* begin Records for the task *

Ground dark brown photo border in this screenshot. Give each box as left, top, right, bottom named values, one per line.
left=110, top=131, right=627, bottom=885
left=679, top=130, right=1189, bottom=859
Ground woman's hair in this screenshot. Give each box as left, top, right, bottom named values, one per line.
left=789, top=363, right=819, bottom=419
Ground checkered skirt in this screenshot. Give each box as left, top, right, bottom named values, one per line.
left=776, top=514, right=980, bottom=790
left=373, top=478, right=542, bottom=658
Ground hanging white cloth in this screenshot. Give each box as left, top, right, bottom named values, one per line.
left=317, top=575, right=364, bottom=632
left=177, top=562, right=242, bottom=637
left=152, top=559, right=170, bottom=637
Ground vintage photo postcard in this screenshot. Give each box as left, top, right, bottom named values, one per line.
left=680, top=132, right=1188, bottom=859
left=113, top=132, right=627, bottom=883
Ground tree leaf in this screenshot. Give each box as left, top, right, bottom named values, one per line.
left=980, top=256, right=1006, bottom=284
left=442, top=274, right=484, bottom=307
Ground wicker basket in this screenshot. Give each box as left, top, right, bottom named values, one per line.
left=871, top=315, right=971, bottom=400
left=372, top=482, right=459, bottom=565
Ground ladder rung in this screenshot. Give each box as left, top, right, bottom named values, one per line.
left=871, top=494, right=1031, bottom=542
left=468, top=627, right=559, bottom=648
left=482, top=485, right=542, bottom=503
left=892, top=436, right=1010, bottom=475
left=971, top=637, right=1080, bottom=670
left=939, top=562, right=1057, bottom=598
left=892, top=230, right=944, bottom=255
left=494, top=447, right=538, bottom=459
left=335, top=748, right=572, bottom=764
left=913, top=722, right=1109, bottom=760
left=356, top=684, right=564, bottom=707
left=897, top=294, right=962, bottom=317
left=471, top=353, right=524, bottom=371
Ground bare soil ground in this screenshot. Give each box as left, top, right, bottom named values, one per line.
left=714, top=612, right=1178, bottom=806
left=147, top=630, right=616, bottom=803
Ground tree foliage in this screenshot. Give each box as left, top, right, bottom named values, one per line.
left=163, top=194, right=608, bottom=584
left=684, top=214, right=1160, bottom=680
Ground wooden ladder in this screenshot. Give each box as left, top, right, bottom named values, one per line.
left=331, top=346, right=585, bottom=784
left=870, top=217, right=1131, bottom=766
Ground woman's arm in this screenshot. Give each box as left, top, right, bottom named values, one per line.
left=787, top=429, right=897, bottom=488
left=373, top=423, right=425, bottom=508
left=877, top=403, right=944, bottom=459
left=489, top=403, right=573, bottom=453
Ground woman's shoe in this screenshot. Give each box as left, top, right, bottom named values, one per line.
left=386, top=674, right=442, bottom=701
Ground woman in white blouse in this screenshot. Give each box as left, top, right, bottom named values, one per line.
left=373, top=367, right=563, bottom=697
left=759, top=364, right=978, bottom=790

* end Records for the task *

Pull every line of the material above out verbatim, changing nothing and leaving nothing out.

Ground dark brown photo border in this screenshot. Give each box as left, top, right, bottom named values, one per line.
left=110, top=131, right=627, bottom=885
left=679, top=130, right=1189, bottom=859
Ground woman's hair in this screenshot. Give each box as left, top, right, bottom named values, one per line.
left=789, top=363, right=819, bottom=419
Ground checkered skirt in this screenshot. Give each box as left, top, right, bottom named values, one per line.
left=776, top=514, right=980, bottom=790
left=373, top=478, right=542, bottom=658
Ground hanging white cloth in this screenshot. Give each box as left, top, right, bottom named values, one per line.
left=317, top=575, right=364, bottom=632
left=177, top=562, right=242, bottom=637
left=152, top=559, right=170, bottom=637
Ground vintage photo postcard in this screenshot. Give each box as left, top, right, bottom named values, one per line.
left=680, top=132, right=1188, bottom=859
left=113, top=132, right=627, bottom=883
Ground tree leaf in this screenshot. Give each box as left, top, right, bottom named values, one per line.
left=980, top=256, right=1006, bottom=284
left=442, top=274, right=484, bottom=307
Ground wicker basket in this screenshot. Give each box as left, top, right, bottom named values, one per line.
left=871, top=315, right=971, bottom=400
left=372, top=482, right=459, bottom=565
Ground ladder rung in this screenshot. Give each box as left, top, right, bottom named values, one per line.
left=871, top=494, right=1031, bottom=542
left=468, top=627, right=559, bottom=648
left=482, top=485, right=542, bottom=503
left=892, top=436, right=1010, bottom=475
left=971, top=637, right=1080, bottom=670
left=939, top=562, right=1057, bottom=598
left=892, top=230, right=944, bottom=255
left=494, top=447, right=538, bottom=459
left=335, top=748, right=572, bottom=764
left=913, top=722, right=1109, bottom=760
left=356, top=684, right=564, bottom=707
left=897, top=294, right=962, bottom=317
left=471, top=353, right=524, bottom=371
Ground bare soil ground in this screenshot. Give each box as left, top, right, bottom named values, one per line.
left=714, top=612, right=1178, bottom=806
left=147, top=630, right=616, bottom=803
Ground tree foliage in this screenshot. Give each box as left, top, right, bottom named values, one per line.
left=163, top=194, right=608, bottom=584
left=684, top=214, right=1160, bottom=680
Ground wooden ladder in this screenshot. Give each box as left, top, right, bottom named values, one per line.
left=331, top=346, right=585, bottom=784
left=870, top=217, right=1131, bottom=766
Ground woman's arm in this screenshot. Give each box as left, top, right, bottom named values, one per line.
left=787, top=429, right=897, bottom=488
left=373, top=423, right=425, bottom=508
left=877, top=403, right=944, bottom=459
left=489, top=403, right=573, bottom=453
Ground woman's shoe in this screenshot. Give each box as left, top, right, bottom named values, one per line.
left=386, top=674, right=442, bottom=701
Ground woman in white blouse in this screenshot. Give each box as left, top, right, bottom named values, one per line.
left=373, top=367, right=563, bottom=697
left=759, top=364, right=978, bottom=790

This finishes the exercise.